**Exercise requirements**
Select every line of the rows below that contains the string "street", matching case exactly.

#### Records provided ####

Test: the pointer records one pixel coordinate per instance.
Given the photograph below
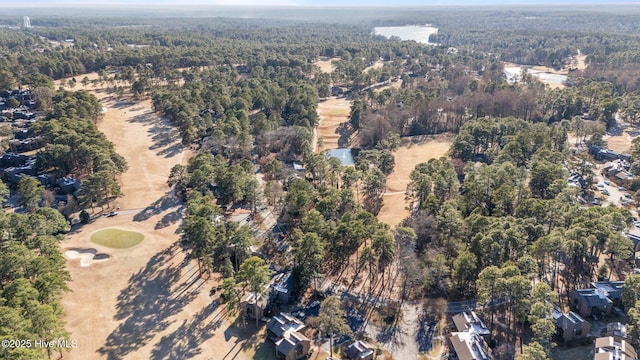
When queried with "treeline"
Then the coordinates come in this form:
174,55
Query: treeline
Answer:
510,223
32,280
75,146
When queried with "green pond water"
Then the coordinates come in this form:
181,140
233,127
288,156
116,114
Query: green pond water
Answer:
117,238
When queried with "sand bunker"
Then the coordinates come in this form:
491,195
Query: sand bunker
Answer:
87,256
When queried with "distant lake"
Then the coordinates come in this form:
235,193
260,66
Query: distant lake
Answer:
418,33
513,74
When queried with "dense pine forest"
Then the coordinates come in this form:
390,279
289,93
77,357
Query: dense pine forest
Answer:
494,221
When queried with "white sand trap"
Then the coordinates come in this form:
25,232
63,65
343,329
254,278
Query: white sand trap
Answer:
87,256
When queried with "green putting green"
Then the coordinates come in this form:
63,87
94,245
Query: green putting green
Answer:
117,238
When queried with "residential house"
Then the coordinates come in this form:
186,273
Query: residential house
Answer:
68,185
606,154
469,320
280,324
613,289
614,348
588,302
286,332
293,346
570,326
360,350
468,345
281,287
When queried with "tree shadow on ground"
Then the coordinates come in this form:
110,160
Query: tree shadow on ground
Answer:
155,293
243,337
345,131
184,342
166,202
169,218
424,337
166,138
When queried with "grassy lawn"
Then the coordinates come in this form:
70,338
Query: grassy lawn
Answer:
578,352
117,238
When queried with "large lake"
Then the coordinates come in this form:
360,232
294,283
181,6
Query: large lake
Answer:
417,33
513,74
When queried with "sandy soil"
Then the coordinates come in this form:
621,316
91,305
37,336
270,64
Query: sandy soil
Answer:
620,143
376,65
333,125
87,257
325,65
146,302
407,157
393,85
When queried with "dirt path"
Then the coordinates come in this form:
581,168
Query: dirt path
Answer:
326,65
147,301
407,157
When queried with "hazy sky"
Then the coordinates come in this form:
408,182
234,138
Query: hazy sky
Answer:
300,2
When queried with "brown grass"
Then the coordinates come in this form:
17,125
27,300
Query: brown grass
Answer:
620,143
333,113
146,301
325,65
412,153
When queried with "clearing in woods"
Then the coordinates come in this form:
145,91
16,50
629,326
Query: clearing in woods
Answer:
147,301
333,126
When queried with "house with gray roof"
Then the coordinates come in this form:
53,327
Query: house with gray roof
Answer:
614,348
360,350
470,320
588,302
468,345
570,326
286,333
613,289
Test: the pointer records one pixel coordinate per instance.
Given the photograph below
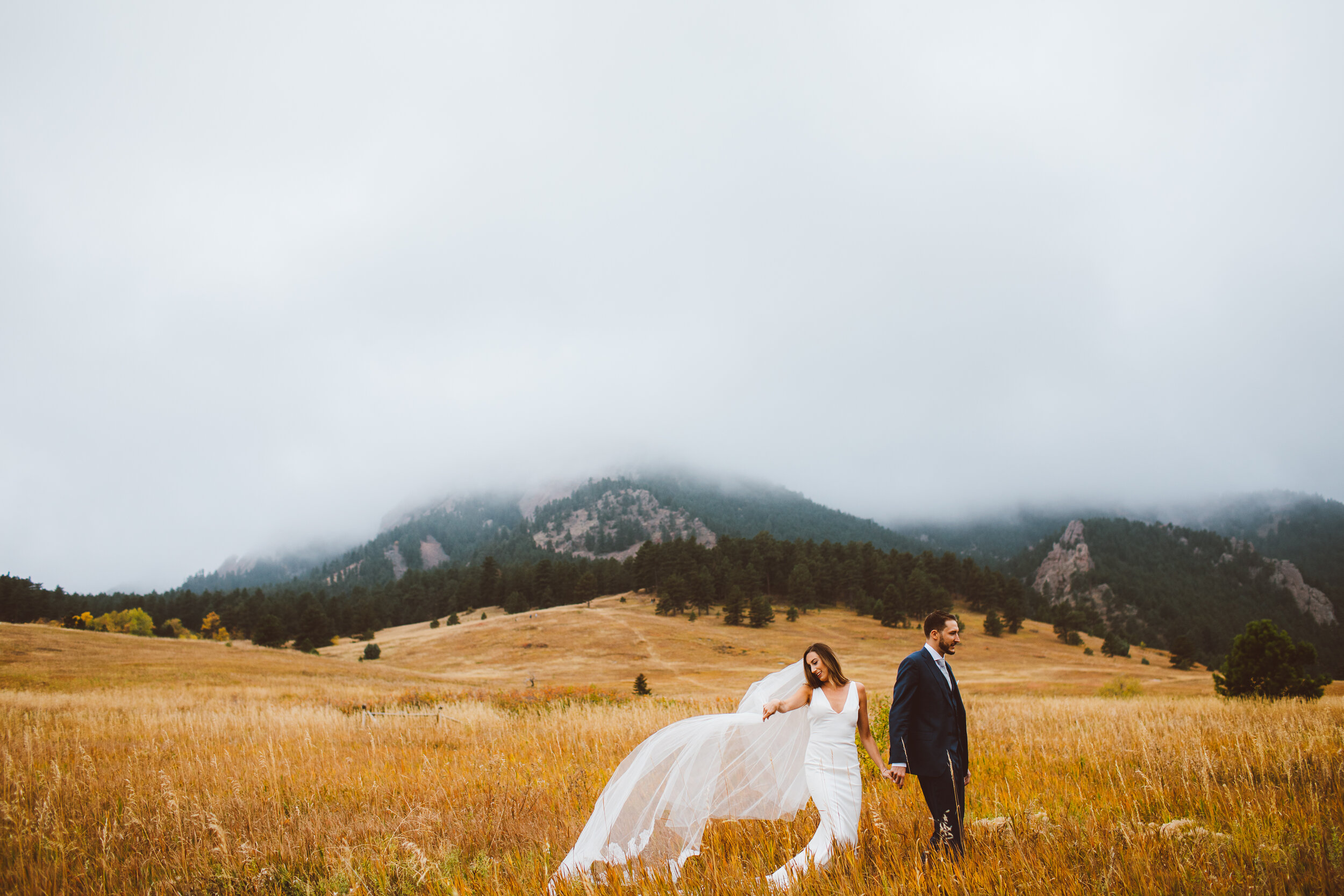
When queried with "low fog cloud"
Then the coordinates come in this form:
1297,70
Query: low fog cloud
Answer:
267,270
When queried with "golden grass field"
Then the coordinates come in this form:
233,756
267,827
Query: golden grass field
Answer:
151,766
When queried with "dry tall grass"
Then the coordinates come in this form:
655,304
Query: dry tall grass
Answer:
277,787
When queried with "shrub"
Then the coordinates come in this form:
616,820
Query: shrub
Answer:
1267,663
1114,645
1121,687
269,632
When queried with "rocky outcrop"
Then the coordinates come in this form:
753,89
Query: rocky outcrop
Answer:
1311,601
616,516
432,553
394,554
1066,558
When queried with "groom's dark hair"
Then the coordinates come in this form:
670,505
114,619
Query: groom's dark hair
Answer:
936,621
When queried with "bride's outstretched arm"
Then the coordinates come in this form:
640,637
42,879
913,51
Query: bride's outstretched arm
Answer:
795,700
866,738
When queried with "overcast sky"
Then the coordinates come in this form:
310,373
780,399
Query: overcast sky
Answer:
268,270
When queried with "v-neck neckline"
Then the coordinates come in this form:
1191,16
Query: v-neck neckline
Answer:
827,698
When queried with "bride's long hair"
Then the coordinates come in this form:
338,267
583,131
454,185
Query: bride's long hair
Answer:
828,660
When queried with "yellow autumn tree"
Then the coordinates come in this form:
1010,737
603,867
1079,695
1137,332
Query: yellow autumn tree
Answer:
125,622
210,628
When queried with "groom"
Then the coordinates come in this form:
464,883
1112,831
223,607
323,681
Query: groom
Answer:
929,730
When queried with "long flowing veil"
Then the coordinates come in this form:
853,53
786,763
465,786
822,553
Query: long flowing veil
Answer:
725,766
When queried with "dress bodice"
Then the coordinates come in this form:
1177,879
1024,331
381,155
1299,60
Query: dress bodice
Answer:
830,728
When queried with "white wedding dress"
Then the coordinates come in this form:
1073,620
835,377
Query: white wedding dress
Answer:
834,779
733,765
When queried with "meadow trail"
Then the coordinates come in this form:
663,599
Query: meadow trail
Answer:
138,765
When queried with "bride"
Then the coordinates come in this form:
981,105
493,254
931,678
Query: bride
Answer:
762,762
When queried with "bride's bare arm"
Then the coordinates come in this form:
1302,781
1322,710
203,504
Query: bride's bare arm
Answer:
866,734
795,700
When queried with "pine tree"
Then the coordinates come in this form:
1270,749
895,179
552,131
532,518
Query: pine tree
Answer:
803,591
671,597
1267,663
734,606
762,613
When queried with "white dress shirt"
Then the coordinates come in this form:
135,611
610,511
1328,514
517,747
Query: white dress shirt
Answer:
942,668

####
#### Records provided ####

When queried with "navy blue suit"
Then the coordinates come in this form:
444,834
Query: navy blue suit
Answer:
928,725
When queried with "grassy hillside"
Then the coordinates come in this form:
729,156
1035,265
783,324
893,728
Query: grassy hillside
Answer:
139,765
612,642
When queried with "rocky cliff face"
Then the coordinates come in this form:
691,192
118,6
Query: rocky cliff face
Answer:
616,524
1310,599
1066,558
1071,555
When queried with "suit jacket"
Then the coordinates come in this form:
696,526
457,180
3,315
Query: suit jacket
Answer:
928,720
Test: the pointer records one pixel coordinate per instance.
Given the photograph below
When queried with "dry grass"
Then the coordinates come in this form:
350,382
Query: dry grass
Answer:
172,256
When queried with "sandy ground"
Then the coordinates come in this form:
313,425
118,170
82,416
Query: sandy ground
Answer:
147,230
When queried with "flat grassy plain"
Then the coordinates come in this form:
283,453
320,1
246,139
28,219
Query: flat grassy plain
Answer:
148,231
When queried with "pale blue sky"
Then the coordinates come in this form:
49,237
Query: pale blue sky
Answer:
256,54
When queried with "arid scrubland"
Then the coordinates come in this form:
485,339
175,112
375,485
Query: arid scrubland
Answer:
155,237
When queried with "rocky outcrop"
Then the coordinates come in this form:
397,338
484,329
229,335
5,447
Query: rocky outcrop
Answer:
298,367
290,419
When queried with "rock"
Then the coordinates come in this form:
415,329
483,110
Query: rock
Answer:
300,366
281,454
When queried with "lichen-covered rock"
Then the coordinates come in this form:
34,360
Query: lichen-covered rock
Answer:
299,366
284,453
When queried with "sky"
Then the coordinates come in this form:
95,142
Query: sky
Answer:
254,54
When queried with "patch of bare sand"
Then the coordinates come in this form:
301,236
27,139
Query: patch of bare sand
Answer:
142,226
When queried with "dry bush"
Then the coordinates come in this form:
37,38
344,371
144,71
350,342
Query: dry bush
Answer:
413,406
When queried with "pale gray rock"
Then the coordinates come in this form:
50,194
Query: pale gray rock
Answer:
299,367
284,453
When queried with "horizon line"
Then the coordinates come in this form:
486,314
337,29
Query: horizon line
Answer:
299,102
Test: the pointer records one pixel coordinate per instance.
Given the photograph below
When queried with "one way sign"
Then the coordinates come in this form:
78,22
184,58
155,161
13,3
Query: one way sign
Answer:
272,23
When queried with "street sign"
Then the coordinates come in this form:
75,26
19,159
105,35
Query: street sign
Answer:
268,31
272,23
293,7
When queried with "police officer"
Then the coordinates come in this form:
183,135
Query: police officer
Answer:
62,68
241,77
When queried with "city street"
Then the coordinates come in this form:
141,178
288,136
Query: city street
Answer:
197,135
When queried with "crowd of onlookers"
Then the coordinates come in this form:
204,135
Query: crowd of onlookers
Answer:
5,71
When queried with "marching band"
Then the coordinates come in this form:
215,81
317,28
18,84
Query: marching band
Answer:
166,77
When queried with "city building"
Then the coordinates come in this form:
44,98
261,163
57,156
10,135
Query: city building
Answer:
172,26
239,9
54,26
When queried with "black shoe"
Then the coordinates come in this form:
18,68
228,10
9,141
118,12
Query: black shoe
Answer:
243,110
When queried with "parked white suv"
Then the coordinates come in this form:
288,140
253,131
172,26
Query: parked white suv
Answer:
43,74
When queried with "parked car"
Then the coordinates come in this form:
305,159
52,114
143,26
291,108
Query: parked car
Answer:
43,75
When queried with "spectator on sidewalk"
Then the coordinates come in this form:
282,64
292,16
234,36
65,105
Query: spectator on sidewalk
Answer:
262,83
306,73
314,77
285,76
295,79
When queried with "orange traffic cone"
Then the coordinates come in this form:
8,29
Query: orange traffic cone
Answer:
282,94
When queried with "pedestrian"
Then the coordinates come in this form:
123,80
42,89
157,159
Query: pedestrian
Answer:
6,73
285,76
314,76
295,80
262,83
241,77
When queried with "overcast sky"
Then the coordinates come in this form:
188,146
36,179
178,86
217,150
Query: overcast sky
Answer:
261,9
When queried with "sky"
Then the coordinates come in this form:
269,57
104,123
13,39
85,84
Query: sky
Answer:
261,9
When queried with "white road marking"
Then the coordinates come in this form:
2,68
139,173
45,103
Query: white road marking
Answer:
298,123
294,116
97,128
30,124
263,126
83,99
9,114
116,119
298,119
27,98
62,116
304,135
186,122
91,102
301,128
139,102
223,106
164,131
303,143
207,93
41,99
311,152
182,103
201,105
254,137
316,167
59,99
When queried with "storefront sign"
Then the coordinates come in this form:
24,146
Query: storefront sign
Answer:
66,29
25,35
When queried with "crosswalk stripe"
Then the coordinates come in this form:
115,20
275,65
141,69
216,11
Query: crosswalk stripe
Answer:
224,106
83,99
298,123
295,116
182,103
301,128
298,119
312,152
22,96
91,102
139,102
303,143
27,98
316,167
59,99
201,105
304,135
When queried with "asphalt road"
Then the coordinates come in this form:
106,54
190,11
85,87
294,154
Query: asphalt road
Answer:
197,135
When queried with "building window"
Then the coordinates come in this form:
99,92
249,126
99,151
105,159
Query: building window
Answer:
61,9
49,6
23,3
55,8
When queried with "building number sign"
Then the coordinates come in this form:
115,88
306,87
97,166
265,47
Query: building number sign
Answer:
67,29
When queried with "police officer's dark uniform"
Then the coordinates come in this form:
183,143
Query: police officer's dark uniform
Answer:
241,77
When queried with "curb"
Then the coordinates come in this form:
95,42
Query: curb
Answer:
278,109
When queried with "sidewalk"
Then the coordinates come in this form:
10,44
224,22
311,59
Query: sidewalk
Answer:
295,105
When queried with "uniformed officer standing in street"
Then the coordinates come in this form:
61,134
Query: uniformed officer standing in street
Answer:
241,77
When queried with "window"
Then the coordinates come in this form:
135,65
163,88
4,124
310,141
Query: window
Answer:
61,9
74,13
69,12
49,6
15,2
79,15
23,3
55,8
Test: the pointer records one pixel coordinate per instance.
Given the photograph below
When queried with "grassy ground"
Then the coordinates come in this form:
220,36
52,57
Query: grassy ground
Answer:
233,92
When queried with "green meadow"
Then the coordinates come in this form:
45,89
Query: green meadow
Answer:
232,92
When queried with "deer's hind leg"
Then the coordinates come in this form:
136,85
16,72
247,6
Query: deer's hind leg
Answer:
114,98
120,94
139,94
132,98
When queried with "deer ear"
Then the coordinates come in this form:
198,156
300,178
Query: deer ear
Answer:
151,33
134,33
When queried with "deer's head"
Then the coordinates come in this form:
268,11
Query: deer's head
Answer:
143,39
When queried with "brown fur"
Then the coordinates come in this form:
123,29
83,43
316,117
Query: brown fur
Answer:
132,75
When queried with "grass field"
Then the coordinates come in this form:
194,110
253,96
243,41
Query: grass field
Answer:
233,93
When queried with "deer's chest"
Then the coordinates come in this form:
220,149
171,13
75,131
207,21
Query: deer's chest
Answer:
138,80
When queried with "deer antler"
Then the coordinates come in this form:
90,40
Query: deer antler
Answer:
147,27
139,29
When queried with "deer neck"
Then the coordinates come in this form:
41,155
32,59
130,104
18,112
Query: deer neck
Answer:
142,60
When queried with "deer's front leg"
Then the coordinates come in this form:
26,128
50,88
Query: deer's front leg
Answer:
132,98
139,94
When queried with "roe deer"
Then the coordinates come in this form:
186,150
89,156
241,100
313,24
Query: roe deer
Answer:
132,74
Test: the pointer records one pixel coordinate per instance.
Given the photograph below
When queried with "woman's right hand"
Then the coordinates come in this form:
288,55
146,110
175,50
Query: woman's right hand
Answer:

####

**Reply**
When queried with "street sign"
Query: street sign
When queried with "city street"
Query: city street
When queried with "uniformed officer standing in street"
Query: uniformed officer standing in street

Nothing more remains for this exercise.